En latinx, mi hija ve una suerte de libertad, yo veo la opresión extraña de ser corregido en mi propia casa porque mi forma de hablar “ofende”, “duele” y “oprime”. Es quizás el centro mismo de la controversia que nos agita. La idea de que hay palabras que es mejor, que es más humano incluso, no decir me resulta perfectamente asumible. Lo que me resulta incomprensible es la obligación de no decirlas porque hacerlo sería una forma de expresar un racismo, una homofobia y una transfobia de la que soy fatalmente portador solo por tener la edad, el sexo y el color de piel que llevo.

Porque al final de cualquier argumento en Estados Unidos, el “¿qué?”, el “¿cuándo?” o el “¿cómo?” tienen mucho menos importancia que el “¿quién?”. De un modo refinado y quirúrgico, el progresismo de las nuevas generaciones lleva a su máxima expresión el argumento ad hominem de que es esencial el razonamiento en las redes sociales. Lo que decimos o no está mediado por lo que somos, de lo que no podemos escapar más que por un acto de constricción público, el arriesgado acto de arrepentirnos no por lo que pensamos o hicimos, sino por lo que somos. Tienen razón mi hija y su generación en que los argumentos no se expresan sin el cuerpo ni la identidad del que los pronuncia, pero también es cierto que la ficción que llamamos democracia exige justamente que suspendamos por un minuto esa realidad para que las ideas como quienes las portan puedan ser inocentes hasta que se pruebe lo contrario.
....
◆ Qué debes hacer
Reproduce literalmente el pasaje del texto sobre el uso de latinx que va de "En latinx, mi" a "piel que llevo.", ambos incluidos. Los ítems proceden de una fuente distinta a la del texto.

◆ Información registrada
....
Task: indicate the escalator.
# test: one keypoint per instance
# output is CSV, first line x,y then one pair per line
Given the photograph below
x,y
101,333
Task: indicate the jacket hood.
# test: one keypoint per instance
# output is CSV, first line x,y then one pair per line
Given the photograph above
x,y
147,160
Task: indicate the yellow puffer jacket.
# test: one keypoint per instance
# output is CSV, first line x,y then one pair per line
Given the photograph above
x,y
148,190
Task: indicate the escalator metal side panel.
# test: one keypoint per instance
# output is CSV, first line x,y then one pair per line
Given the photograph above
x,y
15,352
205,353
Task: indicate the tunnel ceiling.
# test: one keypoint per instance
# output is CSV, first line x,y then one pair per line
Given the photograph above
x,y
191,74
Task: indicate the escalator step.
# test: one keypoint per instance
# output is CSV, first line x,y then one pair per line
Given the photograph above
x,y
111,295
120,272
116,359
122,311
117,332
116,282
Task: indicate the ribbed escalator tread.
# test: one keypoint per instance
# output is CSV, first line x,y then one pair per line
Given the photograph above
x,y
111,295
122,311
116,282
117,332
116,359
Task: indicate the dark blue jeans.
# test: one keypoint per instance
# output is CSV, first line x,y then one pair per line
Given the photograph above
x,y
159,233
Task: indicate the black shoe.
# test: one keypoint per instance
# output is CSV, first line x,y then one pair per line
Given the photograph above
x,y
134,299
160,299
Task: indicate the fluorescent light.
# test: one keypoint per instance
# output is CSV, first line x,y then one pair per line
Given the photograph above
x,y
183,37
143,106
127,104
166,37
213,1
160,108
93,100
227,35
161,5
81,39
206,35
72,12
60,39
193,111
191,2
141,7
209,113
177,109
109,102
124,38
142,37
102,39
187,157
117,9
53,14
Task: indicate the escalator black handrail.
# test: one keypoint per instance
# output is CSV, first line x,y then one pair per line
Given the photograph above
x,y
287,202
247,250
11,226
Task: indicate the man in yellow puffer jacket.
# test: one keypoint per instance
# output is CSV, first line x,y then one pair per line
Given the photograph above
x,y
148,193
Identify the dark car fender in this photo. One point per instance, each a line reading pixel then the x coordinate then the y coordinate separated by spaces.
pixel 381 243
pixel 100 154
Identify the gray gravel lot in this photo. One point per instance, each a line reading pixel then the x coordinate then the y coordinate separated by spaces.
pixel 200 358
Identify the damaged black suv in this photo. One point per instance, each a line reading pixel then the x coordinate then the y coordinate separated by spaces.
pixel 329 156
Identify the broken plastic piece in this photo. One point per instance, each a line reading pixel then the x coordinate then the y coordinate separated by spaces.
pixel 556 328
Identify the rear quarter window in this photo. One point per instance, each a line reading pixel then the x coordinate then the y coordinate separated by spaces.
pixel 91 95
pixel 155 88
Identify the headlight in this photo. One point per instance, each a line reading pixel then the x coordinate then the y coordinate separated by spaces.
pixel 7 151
....
◆ Resultado del ejercicio
En latinx, mi hija ve una suerte de libertad, yo veo la opresión extraña de ser corregido en mi propia casa porque mi forma de hablar “ofende”, “duele” y “oprime”. Es quizás el centro mismo de la controversia que nos agita. La idea de que hay palabras que es mejor, que es más humano incluso, no decir me resulta perfectamente asumible. Lo que me resulta incomprensible es la obligación de no decirlas porque hacerlo sería una forma de expresar un racismo, una homofobia y una transfobia de la que soy fatalmente portador solo por tener la edad, el sexo y el color de piel que llevo.